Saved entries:
****

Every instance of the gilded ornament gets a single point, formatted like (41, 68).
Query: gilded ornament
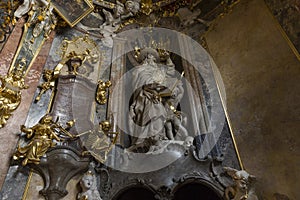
(10, 92)
(101, 94)
(42, 137)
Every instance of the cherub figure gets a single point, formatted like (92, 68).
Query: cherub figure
(42, 135)
(101, 91)
(242, 188)
(88, 184)
(48, 84)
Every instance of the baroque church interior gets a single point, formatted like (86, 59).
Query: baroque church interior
(149, 99)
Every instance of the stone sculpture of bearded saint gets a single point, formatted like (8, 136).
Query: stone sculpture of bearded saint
(158, 93)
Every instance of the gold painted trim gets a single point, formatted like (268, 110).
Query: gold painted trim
(19, 49)
(24, 197)
(88, 11)
(227, 117)
(283, 33)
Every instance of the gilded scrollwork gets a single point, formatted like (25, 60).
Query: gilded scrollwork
(101, 94)
(10, 92)
(49, 83)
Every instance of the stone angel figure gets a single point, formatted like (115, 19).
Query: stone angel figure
(88, 184)
(242, 188)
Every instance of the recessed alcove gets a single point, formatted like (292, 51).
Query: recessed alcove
(135, 193)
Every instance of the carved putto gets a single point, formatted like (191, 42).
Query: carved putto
(42, 136)
(242, 188)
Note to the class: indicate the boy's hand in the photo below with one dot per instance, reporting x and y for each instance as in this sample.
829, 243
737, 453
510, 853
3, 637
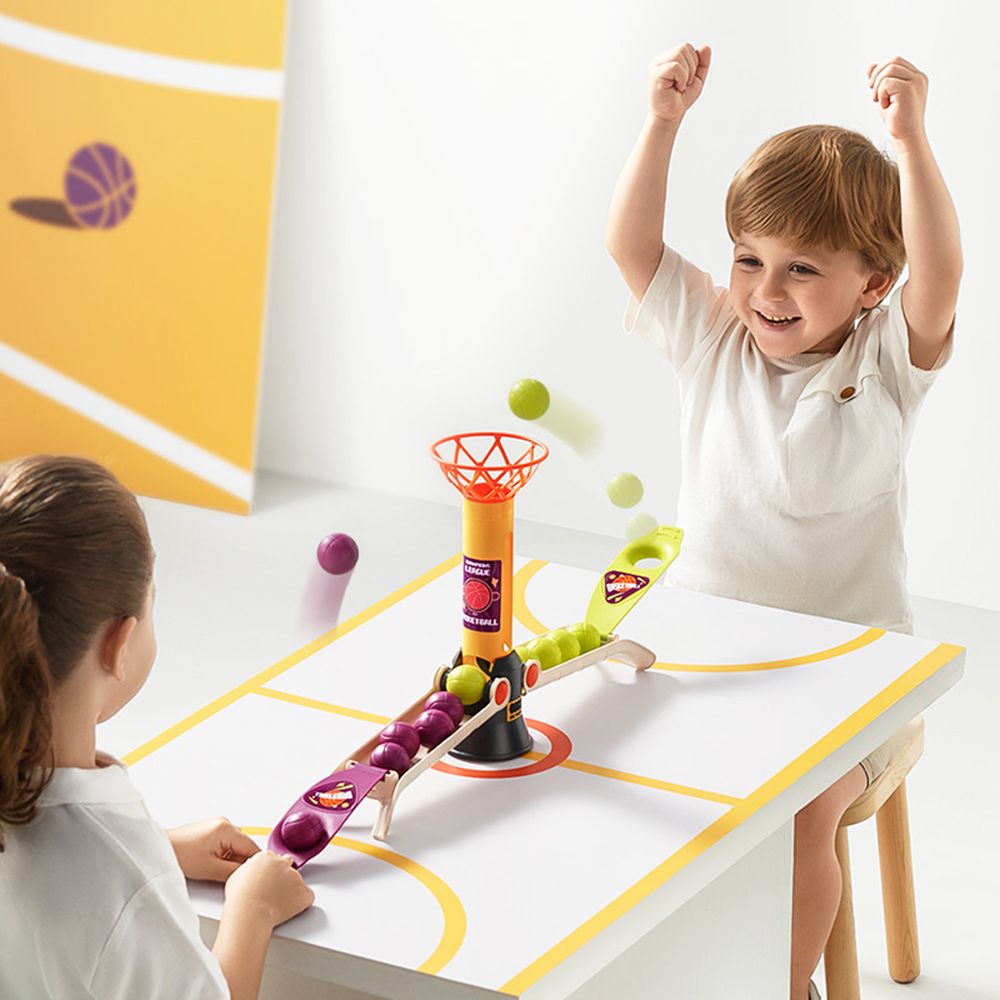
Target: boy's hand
901, 91
676, 79
212, 849
268, 886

****

Copy the data verbatim, beginning at the line that contains "Every instance of the stone angel" and continuing through the final line of the data, including both. Leave the pictures out of your answer.

Every instance of the stone angel figure gets a single point, formatted like (115, 19).
Query: stone angel figure
(88, 184)
(242, 188)
Every instance of the recessed alcove gets a single point, formatted like (292, 51).
Query: recessed alcove
(135, 193)
Every instance of the carved putto gets a single point, formatted like (191, 42).
Query: carved putto
(42, 136)
(242, 188)
Note to the class: indicate the boy's hand in the photo below with one dot per instance, reporting x and y for each instance as in this sample.
829, 243
737, 453
510, 853
3, 637
Target: boy's hand
901, 91
676, 79
212, 849
268, 886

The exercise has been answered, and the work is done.